[What is required]:
All lines from the one with "pixel 521 102." to the end of the entries below must be written out exactly. Leave out any other line.

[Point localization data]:

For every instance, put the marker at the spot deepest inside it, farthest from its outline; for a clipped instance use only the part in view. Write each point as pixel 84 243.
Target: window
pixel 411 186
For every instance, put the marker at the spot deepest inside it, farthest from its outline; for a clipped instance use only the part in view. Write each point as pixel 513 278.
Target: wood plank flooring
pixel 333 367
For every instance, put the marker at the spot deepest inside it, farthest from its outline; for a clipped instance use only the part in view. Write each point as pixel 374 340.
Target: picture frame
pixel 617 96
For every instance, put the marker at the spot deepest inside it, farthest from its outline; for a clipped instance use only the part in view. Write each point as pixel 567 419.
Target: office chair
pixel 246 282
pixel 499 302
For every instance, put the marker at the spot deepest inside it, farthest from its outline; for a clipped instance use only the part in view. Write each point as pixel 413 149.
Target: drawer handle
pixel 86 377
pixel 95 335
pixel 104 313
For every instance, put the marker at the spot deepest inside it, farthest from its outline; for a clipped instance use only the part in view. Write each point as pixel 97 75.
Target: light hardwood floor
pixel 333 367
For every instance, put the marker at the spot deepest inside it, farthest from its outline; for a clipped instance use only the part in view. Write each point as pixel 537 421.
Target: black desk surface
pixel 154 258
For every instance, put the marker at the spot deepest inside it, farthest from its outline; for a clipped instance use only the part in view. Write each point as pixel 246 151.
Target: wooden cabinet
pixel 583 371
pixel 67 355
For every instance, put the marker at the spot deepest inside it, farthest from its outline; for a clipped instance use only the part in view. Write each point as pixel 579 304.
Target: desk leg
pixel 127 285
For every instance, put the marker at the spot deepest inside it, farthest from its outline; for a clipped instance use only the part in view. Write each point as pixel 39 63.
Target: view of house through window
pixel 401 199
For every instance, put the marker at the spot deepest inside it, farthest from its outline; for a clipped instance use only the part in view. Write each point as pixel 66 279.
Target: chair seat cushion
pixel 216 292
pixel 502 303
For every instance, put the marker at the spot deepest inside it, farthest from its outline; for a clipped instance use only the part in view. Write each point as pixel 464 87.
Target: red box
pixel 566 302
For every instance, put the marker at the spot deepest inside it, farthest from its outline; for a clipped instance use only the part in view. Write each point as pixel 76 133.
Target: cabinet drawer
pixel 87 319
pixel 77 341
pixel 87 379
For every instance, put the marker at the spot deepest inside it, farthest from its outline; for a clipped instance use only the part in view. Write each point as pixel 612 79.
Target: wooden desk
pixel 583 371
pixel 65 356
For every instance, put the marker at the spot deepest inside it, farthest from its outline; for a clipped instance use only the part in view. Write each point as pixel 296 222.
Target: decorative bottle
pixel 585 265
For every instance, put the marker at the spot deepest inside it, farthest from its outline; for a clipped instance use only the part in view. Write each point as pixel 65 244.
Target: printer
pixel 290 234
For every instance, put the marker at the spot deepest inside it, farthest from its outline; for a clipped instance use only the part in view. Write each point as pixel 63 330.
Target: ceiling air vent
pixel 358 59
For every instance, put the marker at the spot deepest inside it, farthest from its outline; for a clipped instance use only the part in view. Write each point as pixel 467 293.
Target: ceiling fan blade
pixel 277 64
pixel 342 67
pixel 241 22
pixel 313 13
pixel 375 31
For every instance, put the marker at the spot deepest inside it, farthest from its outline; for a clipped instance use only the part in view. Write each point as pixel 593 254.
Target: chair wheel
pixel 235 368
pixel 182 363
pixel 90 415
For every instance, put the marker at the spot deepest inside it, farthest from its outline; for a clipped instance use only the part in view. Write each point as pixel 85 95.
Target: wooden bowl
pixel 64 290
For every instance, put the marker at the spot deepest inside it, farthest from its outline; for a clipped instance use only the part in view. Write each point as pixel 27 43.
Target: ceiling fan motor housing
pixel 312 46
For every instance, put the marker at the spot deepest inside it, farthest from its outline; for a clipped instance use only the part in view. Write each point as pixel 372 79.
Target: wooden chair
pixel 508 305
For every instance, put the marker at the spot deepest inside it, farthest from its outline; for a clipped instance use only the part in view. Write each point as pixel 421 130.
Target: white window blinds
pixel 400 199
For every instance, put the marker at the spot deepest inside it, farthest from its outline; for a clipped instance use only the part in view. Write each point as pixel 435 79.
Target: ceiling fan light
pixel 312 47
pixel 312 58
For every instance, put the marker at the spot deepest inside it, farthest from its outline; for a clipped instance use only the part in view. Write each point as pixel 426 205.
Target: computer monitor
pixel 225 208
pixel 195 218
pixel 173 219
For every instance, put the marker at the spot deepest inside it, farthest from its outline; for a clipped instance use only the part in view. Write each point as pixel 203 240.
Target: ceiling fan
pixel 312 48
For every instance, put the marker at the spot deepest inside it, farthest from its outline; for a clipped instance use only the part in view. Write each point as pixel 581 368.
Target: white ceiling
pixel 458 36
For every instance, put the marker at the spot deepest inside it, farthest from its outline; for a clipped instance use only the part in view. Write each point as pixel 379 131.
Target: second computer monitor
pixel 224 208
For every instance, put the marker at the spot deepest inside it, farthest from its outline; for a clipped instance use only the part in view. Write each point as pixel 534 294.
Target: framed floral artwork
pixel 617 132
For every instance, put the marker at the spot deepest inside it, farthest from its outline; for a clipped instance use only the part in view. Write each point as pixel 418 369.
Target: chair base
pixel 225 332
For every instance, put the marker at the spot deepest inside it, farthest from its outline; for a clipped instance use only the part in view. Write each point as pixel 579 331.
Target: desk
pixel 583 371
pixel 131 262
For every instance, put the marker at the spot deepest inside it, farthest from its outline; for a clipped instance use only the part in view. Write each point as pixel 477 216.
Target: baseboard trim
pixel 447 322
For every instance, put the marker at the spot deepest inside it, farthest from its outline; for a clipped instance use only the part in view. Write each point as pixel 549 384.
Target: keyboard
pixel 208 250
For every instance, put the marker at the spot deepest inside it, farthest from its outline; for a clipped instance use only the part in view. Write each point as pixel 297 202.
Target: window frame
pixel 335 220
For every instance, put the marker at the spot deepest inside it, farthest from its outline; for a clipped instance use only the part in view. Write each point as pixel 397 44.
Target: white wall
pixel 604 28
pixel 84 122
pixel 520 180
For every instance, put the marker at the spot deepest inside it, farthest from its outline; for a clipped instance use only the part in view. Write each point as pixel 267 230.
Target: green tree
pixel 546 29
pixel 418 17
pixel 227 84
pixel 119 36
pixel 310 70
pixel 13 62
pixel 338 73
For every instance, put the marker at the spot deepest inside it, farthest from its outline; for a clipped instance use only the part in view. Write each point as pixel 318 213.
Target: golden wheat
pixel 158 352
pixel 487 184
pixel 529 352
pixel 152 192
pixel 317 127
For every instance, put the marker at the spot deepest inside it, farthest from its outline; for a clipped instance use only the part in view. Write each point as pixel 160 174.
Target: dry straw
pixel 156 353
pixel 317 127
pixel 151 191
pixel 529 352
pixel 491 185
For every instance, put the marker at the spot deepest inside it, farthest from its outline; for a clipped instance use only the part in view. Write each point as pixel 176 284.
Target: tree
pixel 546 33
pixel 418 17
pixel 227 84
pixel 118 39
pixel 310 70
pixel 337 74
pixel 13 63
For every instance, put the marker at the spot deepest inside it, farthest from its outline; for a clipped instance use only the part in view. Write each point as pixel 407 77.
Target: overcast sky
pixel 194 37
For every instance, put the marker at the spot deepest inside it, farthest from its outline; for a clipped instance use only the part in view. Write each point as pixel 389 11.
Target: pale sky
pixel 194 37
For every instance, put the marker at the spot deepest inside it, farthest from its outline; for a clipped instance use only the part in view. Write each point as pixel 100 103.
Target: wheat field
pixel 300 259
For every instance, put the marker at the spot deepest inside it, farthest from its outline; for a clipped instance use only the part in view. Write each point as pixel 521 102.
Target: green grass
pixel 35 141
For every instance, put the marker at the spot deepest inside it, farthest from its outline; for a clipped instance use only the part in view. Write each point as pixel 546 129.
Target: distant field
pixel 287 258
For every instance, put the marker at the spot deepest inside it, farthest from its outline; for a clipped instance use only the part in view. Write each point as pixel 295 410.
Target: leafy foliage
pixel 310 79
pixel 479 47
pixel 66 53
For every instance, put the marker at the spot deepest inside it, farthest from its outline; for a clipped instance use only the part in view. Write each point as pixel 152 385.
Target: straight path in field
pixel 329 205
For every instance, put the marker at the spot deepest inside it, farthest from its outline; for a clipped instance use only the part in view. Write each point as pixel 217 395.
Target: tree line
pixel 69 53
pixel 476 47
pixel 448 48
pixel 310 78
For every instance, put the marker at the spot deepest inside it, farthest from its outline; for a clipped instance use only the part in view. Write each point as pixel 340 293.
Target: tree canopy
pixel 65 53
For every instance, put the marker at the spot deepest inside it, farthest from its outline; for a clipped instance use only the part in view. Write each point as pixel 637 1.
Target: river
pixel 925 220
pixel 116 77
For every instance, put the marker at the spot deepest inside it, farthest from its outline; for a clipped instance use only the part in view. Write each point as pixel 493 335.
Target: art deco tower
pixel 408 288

[Exercise response]:
For every instance, put the marker at the spot deepest inside it, farthest from its outline; for a clipped instance use only the part in view. Write each point as pixel 521 102.
Target: green grass
pixel 35 141
For every instance, put the marker at the spot deepest inside it, farthest from its outline; for a clipped instance use only the part in view. Write each point as pixel 546 129.
Target: distant field
pixel 287 258
For every instance, put the marker at the spot deepest inside it, farthest from its outline; for a clipped instance use only the part in view. Write each point as pixel 295 410.
Target: leafy foliage
pixel 310 79
pixel 479 47
pixel 66 53
For every instance, put the marker at the spot deepest inside it, farthest from its outline; for a clipped instance use only the part in view. Write each point as pixel 152 385.
Target: straight path in field
pixel 329 205
For every instance, put the marker at the spot deepest inside it, farthest from its outline; for a clipped instance use only the part in view. Write each point as pixel 217 395.
Target: tree line
pixel 69 53
pixel 476 47
pixel 448 48
pixel 310 78
For every instance, put the marker at the spot deepest inside it, farthest from its outline; for a clipped instance use only the part in view. Write each point as pixel 340 293.
Target: tree canopy
pixel 65 53
For every instance, put the marker at the spot deepest inside it, farthest from its outline; for a clipped instance use only the part in view. Write each point as pixel 637 1.
Target: river
pixel 925 220
pixel 116 77
For every instance, put the marker at the spot deepest inside it, farthest from its outline; for a clipped instance use only the part in view. Write each point as pixel 493 335.
Target: art deco tower
pixel 408 288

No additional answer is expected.